=== PROBLEM DETAILS ===
Gather every line in the listing below that contains the string "green", and copy each one in full.

=== AVAILABLE DATA ===

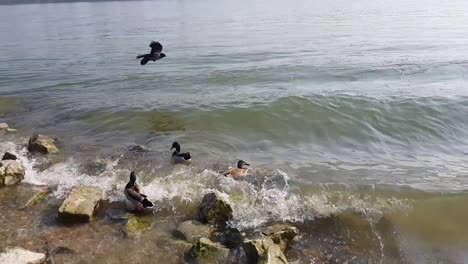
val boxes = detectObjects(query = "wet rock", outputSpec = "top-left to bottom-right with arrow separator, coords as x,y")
261,224 -> 299,251
242,237 -> 289,264
0,248 -> 46,264
128,145 -> 149,153
176,220 -> 214,243
213,228 -> 244,249
0,123 -> 8,132
58,186 -> 103,222
0,160 -> 25,186
83,158 -> 107,175
200,193 -> 232,225
2,151 -> 18,160
28,135 -> 58,154
21,188 -> 51,209
188,237 -> 229,264
123,213 -> 153,236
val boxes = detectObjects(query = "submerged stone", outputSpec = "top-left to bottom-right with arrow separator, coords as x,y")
58,186 -> 103,222
2,151 -> 18,160
123,213 -> 153,236
188,237 -> 229,264
242,237 -> 289,264
200,193 -> 232,225
213,228 -> 244,249
28,134 -> 59,154
0,160 -> 25,186
21,188 -> 51,209
0,123 -> 8,132
261,224 -> 299,251
0,248 -> 46,264
176,220 -> 214,243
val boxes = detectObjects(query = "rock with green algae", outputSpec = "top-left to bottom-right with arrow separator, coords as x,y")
242,237 -> 289,264
258,244 -> 289,264
212,227 -> 244,249
261,224 -> 299,251
21,188 -> 51,209
2,151 -> 18,160
0,123 -> 8,132
28,134 -> 59,154
123,213 -> 153,236
176,220 -> 215,243
200,193 -> 232,225
58,186 -> 103,222
0,247 -> 46,264
188,237 -> 229,264
0,160 -> 25,186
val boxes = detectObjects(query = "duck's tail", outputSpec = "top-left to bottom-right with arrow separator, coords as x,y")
141,198 -> 154,208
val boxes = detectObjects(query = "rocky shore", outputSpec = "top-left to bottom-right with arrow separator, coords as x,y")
0,123 -> 299,264
0,124 -> 398,264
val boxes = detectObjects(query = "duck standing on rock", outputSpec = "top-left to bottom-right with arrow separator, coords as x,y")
124,171 -> 153,212
171,142 -> 192,164
223,160 -> 250,176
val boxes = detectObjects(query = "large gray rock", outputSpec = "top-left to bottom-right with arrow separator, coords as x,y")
58,186 -> 103,222
28,135 -> 58,154
176,220 -> 214,243
212,227 -> 244,249
242,237 -> 289,264
188,237 -> 229,264
0,248 -> 46,264
200,193 -> 232,225
0,160 -> 24,186
261,224 -> 299,251
2,151 -> 18,160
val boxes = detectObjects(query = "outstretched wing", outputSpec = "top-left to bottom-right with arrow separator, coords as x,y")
140,56 -> 149,65
125,188 -> 144,202
150,41 -> 162,54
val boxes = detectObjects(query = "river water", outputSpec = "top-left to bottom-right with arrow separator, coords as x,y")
0,0 -> 468,263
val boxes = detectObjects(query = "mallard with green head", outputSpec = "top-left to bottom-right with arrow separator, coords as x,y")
223,160 -> 250,176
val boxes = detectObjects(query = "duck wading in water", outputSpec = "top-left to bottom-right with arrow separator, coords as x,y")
137,41 -> 166,65
171,142 -> 192,164
223,160 -> 250,176
124,171 -> 153,212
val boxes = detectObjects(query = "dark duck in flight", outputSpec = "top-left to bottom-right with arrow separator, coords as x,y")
124,171 -> 153,212
137,41 -> 166,65
171,142 -> 192,163
223,160 -> 250,177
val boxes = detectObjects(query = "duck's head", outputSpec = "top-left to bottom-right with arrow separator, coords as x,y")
130,171 -> 136,185
171,141 -> 180,152
237,160 -> 250,169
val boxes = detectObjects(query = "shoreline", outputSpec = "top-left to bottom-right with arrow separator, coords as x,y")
0,125 -> 468,263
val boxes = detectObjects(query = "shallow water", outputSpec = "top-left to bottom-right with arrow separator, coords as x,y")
0,0 -> 468,263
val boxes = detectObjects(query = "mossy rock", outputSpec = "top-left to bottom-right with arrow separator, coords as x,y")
123,213 -> 153,236
28,135 -> 59,154
21,188 -> 51,209
0,160 -> 25,186
176,220 -> 214,243
58,186 -> 103,222
188,237 -> 229,264
200,193 -> 232,225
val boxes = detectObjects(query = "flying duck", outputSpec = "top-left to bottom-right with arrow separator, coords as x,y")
223,160 -> 250,176
171,142 -> 192,163
124,171 -> 153,212
137,41 -> 166,65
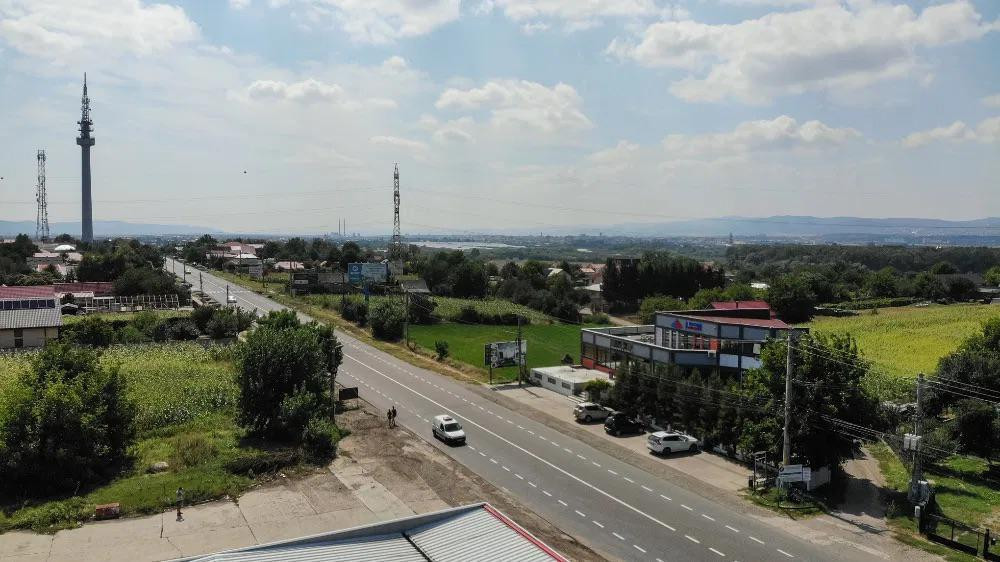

=== OUTPUT FOR THIS EXERCISE ===
val boxes = detectObjects(query = "rock with green algae", outputSpec = "top-left to bottom-right with arrow separator, coords as x,y")
val boxes = detectObjects(query = "mallard with green head", outputSpec = "top-left to bottom-right with arrow separator, coords as x,y")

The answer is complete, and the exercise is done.